WHAT YOU NEED TO DO:
Reproduce the lines of the data below, starting with the line that contains "For the benchmark, indicate the blurred green field" and ending with the line that contains "point(397, 369)", both included.

● ● ● ● ● ● ●

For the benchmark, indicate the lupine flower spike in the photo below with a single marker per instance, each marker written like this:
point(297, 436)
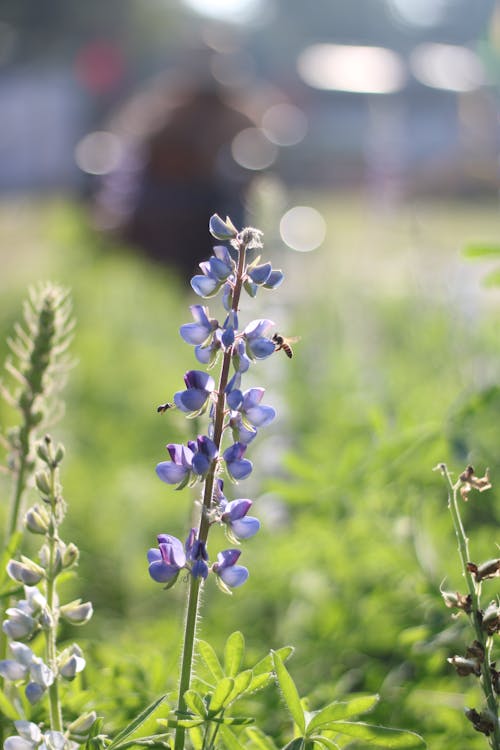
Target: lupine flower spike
point(234, 417)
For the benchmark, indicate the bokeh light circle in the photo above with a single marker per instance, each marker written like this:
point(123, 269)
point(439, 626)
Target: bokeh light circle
point(303, 228)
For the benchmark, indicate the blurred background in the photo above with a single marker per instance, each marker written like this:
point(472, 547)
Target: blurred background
point(362, 137)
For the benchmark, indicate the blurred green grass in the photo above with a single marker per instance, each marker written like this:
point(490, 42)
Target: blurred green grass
point(397, 368)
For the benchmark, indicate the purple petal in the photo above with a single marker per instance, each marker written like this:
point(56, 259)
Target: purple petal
point(246, 527)
point(194, 333)
point(171, 473)
point(162, 572)
point(199, 379)
point(274, 279)
point(236, 509)
point(258, 327)
point(252, 397)
point(234, 576)
point(227, 557)
point(261, 347)
point(259, 416)
point(190, 400)
point(205, 286)
point(261, 273)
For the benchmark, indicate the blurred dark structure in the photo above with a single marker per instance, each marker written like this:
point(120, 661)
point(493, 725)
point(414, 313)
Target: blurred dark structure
point(415, 112)
point(184, 173)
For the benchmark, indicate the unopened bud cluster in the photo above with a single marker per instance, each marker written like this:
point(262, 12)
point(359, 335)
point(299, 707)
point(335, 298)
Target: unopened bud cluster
point(38, 612)
point(234, 415)
point(476, 661)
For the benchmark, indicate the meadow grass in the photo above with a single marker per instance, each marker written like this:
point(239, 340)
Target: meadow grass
point(397, 368)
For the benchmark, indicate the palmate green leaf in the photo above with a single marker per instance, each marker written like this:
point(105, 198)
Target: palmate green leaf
point(266, 664)
point(259, 740)
point(195, 703)
point(482, 251)
point(342, 710)
point(135, 724)
point(379, 736)
point(211, 660)
point(233, 653)
point(289, 692)
point(220, 698)
point(241, 684)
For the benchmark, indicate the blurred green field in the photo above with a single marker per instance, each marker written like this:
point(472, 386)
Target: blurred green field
point(397, 369)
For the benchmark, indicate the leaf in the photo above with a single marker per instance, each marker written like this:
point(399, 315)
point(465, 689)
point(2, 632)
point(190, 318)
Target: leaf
point(380, 736)
point(230, 740)
point(289, 692)
point(341, 710)
point(211, 660)
point(135, 723)
point(195, 703)
point(266, 664)
point(259, 739)
point(326, 742)
point(233, 653)
point(295, 744)
point(221, 694)
point(241, 684)
point(482, 251)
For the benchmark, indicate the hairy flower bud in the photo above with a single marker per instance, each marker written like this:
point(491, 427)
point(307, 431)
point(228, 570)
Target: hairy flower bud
point(26, 571)
point(37, 520)
point(77, 612)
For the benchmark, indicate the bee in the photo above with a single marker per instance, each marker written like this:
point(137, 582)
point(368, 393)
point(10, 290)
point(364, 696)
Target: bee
point(280, 342)
point(163, 408)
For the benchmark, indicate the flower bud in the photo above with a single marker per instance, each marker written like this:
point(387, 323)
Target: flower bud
point(491, 618)
point(77, 612)
point(70, 666)
point(37, 520)
point(59, 454)
point(70, 555)
point(34, 692)
point(12, 670)
point(42, 482)
point(19, 625)
point(465, 666)
point(26, 571)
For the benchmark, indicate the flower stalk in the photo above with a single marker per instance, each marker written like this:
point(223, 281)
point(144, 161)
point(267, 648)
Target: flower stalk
point(480, 651)
point(230, 411)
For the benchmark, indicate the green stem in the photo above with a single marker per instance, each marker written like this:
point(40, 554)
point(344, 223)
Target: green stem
point(56, 723)
point(204, 527)
point(474, 591)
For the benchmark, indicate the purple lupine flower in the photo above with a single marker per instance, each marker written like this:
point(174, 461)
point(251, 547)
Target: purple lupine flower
point(201, 330)
point(166, 561)
point(234, 515)
point(252, 411)
point(242, 433)
point(229, 327)
point(199, 386)
point(178, 470)
point(215, 271)
point(258, 345)
point(197, 553)
point(238, 467)
point(240, 360)
point(231, 574)
point(206, 452)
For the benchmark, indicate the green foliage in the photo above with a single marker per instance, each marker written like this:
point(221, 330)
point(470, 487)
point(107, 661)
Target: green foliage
point(397, 368)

● ● ● ● ● ● ●

FINISHED ANSWER:
For the benchmark, indicate the blurred green field in the photo above with a single marker per instance, each marker written like this:
point(472, 386)
Target: blurred green field
point(397, 369)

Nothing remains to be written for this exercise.